Aim :: Reproduce word for word the stretch of the tokenizer walkthrough from "### Using a" through "tokens_to_ids = tokenizer.convert_tokens_to_ids(tokens)".

begin Source extract

HBox(children=(FloatProgress(value=0.0, description='Downloading', max=231508.0, style=ProgressStyle(descripti…




HBox(children=(FloatProgress(value=0.0, description='Downloading', max=28.0, style=ProgressStyle(description_w…




HBox(children=(FloatProgress(value=0.0, description='Downloading', max=466062.0, style=ProgressStyle(descripti…




### Checking the Vocabulary size in the `tokenizer`

In [5]:
tokenizer.vocab_size, len(tokenizer.vocab)

(30522, 30522)

### Using a tokenizer to tokenize a string

In [6]:
tokens = tokenizer.tokenize("This is what we call AI")
tokens

['this', 'is', 'what', 'we', 'call', 'ai']

## Numericalize Tokens
We can numericalize tokens using our vocabulary using ``tokenizer.convert_tokens_to_ids``.

In [7]:
tokens_to_ids = tokenizer.convert_tokens_to_ids(tokens)
tokens_to_ids

[2023, 2003, 2054, 2057, 2655, 9932]

> Converting back to string representation we call the `tokenizer.convert_ids_to_tokens`.

In [8]:
tokenizer.convert_ids_to_tokens(tokens_to_ids)

['this', 'is', 'what', 'we', 'call', 'ai']

The transformer was also trained with special tokens to mark the beginning and end of the sentence [more deteil](https://huggingface.co/transformers/model_doc/bert.html#transformers.BertModel). As well as a standard padding and unknown token. We can also get these from the tokenizer.

end Source extract
begin Data entries

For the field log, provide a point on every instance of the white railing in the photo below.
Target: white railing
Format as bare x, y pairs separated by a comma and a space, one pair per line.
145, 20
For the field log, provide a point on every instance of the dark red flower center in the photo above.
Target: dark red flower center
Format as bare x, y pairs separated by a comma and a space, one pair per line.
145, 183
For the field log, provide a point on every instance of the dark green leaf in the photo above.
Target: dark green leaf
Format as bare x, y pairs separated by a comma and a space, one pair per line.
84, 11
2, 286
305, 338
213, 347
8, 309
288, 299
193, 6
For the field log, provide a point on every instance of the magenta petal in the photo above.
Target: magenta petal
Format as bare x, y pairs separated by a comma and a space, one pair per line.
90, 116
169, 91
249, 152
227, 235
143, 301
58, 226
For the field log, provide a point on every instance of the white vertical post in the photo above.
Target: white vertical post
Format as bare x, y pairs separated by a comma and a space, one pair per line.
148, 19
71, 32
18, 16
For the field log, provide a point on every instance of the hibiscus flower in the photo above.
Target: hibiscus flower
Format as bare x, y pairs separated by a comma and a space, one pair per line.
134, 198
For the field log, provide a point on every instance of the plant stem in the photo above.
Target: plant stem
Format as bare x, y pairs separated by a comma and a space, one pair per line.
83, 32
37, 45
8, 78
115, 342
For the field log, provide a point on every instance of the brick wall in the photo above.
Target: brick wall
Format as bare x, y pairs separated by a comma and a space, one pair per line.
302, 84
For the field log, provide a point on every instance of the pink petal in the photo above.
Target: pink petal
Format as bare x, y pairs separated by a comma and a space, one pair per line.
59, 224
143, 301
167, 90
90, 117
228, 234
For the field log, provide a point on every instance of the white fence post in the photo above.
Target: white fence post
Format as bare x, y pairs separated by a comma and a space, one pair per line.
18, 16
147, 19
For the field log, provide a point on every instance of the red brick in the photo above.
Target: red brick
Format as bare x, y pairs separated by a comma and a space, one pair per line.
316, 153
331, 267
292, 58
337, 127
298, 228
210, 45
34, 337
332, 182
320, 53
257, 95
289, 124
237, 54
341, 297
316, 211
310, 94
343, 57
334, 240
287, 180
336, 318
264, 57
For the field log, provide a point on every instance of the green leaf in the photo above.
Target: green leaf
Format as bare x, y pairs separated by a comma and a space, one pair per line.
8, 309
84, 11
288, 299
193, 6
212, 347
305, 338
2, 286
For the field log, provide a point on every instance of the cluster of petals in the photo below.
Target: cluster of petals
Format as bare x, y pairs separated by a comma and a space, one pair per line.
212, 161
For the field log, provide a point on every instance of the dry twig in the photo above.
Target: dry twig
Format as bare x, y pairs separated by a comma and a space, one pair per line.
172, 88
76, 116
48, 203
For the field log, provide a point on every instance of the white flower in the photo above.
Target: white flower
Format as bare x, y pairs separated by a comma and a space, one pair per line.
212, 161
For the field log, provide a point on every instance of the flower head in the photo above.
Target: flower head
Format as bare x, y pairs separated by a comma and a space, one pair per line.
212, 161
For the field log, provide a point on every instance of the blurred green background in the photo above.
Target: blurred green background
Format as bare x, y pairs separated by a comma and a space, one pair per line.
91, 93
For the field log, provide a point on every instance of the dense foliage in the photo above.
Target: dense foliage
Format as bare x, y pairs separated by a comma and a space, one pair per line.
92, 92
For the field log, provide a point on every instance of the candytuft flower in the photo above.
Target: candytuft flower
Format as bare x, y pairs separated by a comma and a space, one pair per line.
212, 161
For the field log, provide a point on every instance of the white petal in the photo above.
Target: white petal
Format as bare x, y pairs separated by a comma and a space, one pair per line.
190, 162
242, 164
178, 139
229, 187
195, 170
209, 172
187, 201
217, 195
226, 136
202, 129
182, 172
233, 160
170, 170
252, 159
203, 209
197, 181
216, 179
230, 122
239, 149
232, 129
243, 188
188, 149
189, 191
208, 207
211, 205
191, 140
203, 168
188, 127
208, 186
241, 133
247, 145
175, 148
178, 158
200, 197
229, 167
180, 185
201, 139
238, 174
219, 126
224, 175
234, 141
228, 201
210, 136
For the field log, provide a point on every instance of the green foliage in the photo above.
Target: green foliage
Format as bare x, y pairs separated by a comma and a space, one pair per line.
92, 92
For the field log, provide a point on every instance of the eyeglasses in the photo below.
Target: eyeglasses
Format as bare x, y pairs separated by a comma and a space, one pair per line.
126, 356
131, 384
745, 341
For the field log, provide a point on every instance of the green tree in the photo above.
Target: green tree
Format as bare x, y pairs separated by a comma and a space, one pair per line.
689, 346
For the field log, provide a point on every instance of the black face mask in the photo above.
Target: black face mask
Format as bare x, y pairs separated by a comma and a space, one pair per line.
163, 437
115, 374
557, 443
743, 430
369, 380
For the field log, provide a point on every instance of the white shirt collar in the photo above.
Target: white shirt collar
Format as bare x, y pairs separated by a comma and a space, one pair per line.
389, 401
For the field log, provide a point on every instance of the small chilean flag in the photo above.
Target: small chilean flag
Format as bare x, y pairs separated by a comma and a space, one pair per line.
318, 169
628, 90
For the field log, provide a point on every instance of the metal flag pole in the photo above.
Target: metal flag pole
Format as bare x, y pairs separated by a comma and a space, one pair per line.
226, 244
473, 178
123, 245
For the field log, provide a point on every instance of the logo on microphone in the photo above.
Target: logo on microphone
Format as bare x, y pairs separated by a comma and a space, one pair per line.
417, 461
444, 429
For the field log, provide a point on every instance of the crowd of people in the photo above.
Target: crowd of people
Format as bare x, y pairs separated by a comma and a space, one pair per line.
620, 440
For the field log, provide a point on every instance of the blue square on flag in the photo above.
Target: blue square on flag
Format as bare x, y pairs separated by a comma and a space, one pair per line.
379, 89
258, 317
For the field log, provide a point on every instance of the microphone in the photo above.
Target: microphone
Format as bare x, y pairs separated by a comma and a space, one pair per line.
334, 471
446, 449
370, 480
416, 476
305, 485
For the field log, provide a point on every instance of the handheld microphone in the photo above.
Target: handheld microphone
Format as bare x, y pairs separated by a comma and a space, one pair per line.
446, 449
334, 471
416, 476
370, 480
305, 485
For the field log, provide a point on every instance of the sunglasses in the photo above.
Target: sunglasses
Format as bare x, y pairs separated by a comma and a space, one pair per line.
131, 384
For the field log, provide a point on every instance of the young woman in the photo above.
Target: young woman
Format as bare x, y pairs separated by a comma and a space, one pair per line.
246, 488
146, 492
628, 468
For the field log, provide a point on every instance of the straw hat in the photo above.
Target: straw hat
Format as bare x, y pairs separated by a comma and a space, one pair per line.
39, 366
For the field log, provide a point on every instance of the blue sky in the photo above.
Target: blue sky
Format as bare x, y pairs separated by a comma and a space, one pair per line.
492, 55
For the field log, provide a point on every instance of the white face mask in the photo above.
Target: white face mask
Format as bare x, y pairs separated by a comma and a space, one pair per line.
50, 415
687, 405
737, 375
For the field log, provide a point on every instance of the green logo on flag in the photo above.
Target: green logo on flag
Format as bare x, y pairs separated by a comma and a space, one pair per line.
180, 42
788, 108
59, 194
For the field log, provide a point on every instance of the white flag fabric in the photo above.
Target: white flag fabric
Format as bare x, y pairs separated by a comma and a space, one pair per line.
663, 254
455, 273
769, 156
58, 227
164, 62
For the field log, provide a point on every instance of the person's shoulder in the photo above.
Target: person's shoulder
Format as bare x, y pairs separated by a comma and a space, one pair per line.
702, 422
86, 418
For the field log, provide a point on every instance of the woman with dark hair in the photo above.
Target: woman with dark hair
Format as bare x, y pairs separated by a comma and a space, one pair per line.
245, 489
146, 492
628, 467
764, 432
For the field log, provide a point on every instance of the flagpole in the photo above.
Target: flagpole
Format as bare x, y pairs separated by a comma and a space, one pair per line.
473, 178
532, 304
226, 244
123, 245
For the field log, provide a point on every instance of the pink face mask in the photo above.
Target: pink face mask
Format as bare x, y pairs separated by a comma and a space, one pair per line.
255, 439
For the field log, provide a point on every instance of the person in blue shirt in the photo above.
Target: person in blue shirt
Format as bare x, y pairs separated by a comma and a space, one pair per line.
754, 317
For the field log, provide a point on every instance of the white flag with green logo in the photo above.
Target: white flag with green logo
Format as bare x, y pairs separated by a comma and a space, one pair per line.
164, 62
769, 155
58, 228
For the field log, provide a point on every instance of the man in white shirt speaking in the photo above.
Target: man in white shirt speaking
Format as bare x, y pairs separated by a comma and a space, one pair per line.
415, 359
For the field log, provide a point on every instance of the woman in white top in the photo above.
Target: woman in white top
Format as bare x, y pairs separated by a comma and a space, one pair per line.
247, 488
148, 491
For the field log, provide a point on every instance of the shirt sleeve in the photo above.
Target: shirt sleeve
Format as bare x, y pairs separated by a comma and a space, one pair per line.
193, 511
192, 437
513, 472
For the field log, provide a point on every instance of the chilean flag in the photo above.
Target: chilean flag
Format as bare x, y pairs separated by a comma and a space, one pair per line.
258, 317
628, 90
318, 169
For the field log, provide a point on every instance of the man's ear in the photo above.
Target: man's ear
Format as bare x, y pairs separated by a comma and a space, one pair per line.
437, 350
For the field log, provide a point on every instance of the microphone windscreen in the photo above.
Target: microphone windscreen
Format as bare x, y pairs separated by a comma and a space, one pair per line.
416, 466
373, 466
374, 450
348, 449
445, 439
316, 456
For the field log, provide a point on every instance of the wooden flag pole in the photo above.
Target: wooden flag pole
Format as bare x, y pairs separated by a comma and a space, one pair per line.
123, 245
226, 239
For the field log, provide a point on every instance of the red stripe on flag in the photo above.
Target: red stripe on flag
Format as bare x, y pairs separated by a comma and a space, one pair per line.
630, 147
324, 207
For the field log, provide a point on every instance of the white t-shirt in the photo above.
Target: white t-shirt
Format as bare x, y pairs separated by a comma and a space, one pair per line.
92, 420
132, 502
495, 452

end Data entries

The answer ::
### Using a tokenizer to tokenize a string

In [6]:
tokens = tokenizer.tokenize("This is what we call AI")
tokens

['this', 'is', 'what', 'we', 'call', 'ai']

## Numericalize Tokens
We can numericalize tokens using our vocabulary using ``tokenizer.convert_tokens_to_ids``.

In [7]:
tokens_to_ids = tokenizer.convert_tokens_to_ids(tokens)